## EXERCISE BRIEF
Could you transcribe every record below exactly as written, leaving out any pictures?

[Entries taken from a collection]
- - -
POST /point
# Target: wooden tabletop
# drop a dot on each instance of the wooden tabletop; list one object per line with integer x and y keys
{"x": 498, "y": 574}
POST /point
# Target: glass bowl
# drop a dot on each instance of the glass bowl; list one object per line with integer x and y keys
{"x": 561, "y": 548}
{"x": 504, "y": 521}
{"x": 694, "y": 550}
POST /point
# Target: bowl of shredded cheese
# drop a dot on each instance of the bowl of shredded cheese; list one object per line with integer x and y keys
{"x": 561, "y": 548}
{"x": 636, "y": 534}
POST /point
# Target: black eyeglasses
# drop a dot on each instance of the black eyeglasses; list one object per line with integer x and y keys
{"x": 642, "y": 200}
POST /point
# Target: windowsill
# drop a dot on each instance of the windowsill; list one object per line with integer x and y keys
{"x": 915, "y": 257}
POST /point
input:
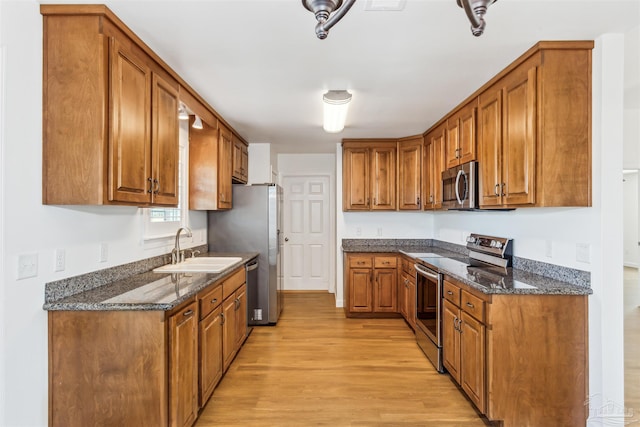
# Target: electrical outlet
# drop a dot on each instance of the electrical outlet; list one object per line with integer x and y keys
{"x": 59, "y": 260}
{"x": 27, "y": 266}
{"x": 583, "y": 253}
{"x": 104, "y": 252}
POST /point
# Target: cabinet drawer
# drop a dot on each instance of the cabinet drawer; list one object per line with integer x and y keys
{"x": 360, "y": 262}
{"x": 451, "y": 293}
{"x": 386, "y": 262}
{"x": 233, "y": 282}
{"x": 210, "y": 300}
{"x": 472, "y": 305}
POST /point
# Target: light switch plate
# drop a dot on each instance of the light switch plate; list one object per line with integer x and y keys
{"x": 27, "y": 266}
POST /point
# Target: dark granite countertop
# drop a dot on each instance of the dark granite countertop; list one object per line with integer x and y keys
{"x": 453, "y": 262}
{"x": 147, "y": 291}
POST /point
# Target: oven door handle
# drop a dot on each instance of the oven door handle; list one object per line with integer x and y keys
{"x": 433, "y": 276}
- - -
## ANSWER BELOW
POST /point
# Target: wooden tabletop
# drop a dot on each instance of the wooden tabletop; list one object per line with integer x and y keys
{"x": 498, "y": 574}
POST /point
# Target: glass bowl
# drop a dot on each instance of the glass bowl; list one object per line with integer x and y keys
{"x": 561, "y": 548}
{"x": 504, "y": 521}
{"x": 694, "y": 550}
POST /point
# Target: bowl of shredded cheese
# drop a dot on each instance of the bowl of shredded cheese; list one object per line with integer x and y keys
{"x": 561, "y": 548}
{"x": 636, "y": 534}
POST /point
# Target: black eyeglasses
# drop a dot on each instance of the black eyeglasses; list one object per line with integer x and y keys
{"x": 642, "y": 200}
POST /point
# Target: windowsill
# drop a dot on each instance of the windowsill; list one object per line with integer x and y keys
{"x": 915, "y": 257}
POST /point
input:
# Target: electrical outlet
# drop a dot on each instance of the electrical outlet; list one object per line with integer x and y keys
{"x": 59, "y": 260}
{"x": 27, "y": 266}
{"x": 583, "y": 253}
{"x": 104, "y": 252}
POST /point
# Target: cabinet drawer
# drop a dot on each instance of the cabinet drawer; list one object per line with integer x and y keys
{"x": 360, "y": 262}
{"x": 451, "y": 293}
{"x": 386, "y": 262}
{"x": 233, "y": 282}
{"x": 210, "y": 300}
{"x": 472, "y": 305}
POST /point
# Target: light switch plate
# drop a dot on each instance of the light switch plate; list one object per line with integer x and y keys
{"x": 27, "y": 266}
POST /point
# Target: dark granite countertop
# drop a dot on each instance of the dark granite countertop; list one object per line with integer x and y keys
{"x": 453, "y": 262}
{"x": 147, "y": 291}
POST /point
# Target: oven door handle
# drop a dot on each instance of the oven door handle; list one object per line with integer x and y keys
{"x": 433, "y": 276}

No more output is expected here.